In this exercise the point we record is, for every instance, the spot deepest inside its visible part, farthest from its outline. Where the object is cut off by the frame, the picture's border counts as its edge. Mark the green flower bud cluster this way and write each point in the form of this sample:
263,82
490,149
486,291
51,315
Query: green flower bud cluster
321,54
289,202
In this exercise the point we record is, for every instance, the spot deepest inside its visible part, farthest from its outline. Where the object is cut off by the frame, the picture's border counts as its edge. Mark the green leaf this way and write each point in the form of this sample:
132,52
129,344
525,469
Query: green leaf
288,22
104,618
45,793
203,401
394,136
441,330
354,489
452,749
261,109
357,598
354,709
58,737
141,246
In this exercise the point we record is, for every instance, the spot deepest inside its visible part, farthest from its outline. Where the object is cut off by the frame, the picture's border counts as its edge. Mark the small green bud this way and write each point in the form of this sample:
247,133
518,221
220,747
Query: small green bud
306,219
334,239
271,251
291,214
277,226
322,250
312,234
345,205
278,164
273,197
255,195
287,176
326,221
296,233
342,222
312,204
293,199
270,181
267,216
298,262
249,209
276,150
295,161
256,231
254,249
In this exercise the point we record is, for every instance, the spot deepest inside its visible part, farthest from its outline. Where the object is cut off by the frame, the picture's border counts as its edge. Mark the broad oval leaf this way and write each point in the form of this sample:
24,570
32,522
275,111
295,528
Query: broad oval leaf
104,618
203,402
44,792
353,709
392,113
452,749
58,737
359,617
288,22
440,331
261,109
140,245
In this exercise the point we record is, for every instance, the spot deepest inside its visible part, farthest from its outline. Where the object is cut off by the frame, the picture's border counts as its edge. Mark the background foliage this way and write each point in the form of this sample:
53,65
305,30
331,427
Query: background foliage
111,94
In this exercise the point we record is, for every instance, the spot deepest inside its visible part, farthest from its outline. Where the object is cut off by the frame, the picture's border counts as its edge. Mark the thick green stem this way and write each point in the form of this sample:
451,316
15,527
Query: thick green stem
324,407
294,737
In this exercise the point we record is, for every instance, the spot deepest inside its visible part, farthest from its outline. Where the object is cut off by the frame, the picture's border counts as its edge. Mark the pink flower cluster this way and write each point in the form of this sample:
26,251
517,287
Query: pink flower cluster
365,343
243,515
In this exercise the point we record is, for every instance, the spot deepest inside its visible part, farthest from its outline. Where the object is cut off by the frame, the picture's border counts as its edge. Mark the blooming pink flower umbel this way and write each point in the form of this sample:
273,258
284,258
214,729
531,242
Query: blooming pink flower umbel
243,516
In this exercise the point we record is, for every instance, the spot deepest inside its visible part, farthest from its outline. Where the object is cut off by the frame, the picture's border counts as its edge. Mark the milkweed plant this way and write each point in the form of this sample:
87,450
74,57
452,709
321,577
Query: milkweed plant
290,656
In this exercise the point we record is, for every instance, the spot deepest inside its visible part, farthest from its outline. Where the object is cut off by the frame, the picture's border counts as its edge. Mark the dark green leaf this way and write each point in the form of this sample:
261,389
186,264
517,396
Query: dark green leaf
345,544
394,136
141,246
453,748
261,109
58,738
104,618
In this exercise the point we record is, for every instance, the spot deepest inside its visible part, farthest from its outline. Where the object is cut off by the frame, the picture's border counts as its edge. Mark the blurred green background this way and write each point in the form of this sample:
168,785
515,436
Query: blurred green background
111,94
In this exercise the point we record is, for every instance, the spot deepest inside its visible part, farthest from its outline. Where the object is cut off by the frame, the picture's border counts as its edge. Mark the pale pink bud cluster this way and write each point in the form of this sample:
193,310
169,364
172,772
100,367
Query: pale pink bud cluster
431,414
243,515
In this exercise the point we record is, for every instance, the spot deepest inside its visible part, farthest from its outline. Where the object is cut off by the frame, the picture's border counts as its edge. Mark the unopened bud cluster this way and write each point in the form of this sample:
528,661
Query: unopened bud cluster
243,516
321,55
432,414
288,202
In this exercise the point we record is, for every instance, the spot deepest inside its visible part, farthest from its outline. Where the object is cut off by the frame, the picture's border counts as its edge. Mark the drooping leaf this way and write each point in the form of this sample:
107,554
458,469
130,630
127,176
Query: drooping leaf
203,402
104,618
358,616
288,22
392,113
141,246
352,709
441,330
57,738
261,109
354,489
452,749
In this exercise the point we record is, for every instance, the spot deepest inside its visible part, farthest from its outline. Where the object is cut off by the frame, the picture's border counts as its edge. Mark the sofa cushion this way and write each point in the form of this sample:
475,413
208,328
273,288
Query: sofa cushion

▶ TASK DIRECTIONS
Write the material out again word for word.

▶ PROBLEM SOLUTION
In this exercise the point we record is, for every instance, the spot deepest inside its visible part, farthest from its outline. Where the object is cut off by the frame, the picture's border counts as its edge. Mark the green flower bud cluster this way and write each point in the form of this sample:
263,82
490,149
486,291
51,315
Query: green flower bud cluster
321,54
289,202
In this exercise the point we record is, for every instance, the spot deepest inside its visible part, farthest from its outline. Where the object is cut off by the frame, the picture's border counts as its edge. Mark the green leaf this way and write each point in the form of this sample:
132,52
129,344
525,469
Query: green leaf
288,22
104,618
45,793
203,401
394,136
441,330
354,489
452,749
261,109
357,598
354,709
58,737
141,246
In this exercise the point we record is, for every instance, the spot deepest inside its visible part, farthest from its outline. Where the object is cut off by the frame, the picture's border counts as its edge. Mark the small green bud this way and write each point in the form of this sample:
247,133
518,221
220,747
Query: small green bud
306,219
334,239
271,251
291,214
277,226
322,250
312,234
345,205
278,164
273,197
255,195
287,176
326,221
296,233
342,222
312,204
293,199
270,181
267,216
298,262
249,209
276,150
295,161
256,231
254,249
In this exercise the point we record is, for every instance, the spot deepest inside its visible part, farthest from its outline. Where the object is cut off by the frame, the picture's border counts as its edge. Mark the broad oval leaf this way and write each point in the form of this sample:
24,570
32,522
275,111
295,528
Query: broad oval leaf
104,618
203,402
44,792
353,709
392,113
452,749
58,737
359,617
288,22
440,331
261,109
140,245
In this exercise the point we record is, for every instance, the spot deepest inside its visible part, farthest from its outline. Where the object is cut off by the frame, the picture's border counts as its edge. Mark the background foliage this way and write each point in the form of this sample:
53,65
305,30
331,427
Query: background foliage
111,94
In this exercise the point we record is, for every instance, the spot deepest inside its visible part, farthest from its outline. Where the object is cut off by the frame, the picture's border counts as its edge. Mark the thick green stem this way and write each point in the form of this sample:
451,316
15,527
Query: thick green stem
324,407
294,737
In this exercise the point we record is, for every instance, the spot deepest inside its visible part, farthest from its outline. Where the object is cut off by the frame, the picture's border counts as its edge. Mark the pink flower cluster this way and write each point in the form of this sample:
26,251
517,287
Query: pink flower cluster
365,343
243,515
In this exercise the point we record is, for every instance, the spot deepest inside its visible part, farthest from its outline. Where the object is cut off by the frame, the picture's border counts as its edge. Mark the blooming pink flower umbel this way and write each point in the form of this sample:
273,258
284,258
214,729
531,242
Query: blooming pink flower umbel
243,516
In this exercise the point we record is, for every instance, the spot deepest inside its visible part, farthest from its outline. Where the object is cut off by the frame, the picture's border counts as its edge. Mark the milkweed plant this way and write each point in the form of this sample:
87,450
74,57
452,709
321,577
Query: milkweed plant
290,656
In this exercise the point we record is, for every instance, the spot deepest inside its visible part, farthest from its outline. Where the object is cut off by the frame, the picture's border counts as its edge. Mark the dark green leaf this way and write each point in the form of this sample:
261,389
186,264
517,396
Query: dark green leaf
345,544
394,136
141,246
453,748
261,109
58,738
104,618
In this exercise the point we record is, for every instance, the spot deepest inside its visible part, farthest from its outline. Where the object is cut off by the frame, the picture's border counts as its edge. Mark the blurred green background this way and write each point in the form of this sample:
168,785
515,436
Query: blurred green background
111,94
In this exercise the point we record is, for every instance, the spot deepest inside its visible part, farthest from its outline. Where the object is cut off by the frame, the picture's border counts as its edge. Mark the pale pink bud cluster this way and write each point in the form of this sample:
193,310
169,364
172,772
100,367
Query: pale pink bud cluster
431,414
243,515
In this exercise the point we record is, for every instance, the spot deepest inside its visible part, farthest from its outline. Where the object is cut off by the frame, the picture's border counts as its edge. Mark the unopened bud cluster this way and write each point in the form of this sample:
528,661
Query: unopened bud cluster
243,516
321,55
432,414
288,202
In this exercise the point we record is, for every instance, the spot deepest inside its visible part, farthest from its outline. Where the object is cut off by the frame, the picture's border counts as its edge. Mark the drooping leaf this way and write each point in the form of this sample:
107,554
458,469
130,630
127,176
Query: drooping leaf
203,402
104,618
358,616
288,22
392,113
141,246
352,709
441,330
57,738
261,109
354,489
452,749
In this exercise the point we record is, for every instance, the spot deepest inside its visible part, farthest from its outline. Where the object is cut off by the frame, the picture's border counts as its edge. Mark the sofa cushion this way and write each point in the form of this sample:
475,413
208,328
273,288
Query: sofa cushion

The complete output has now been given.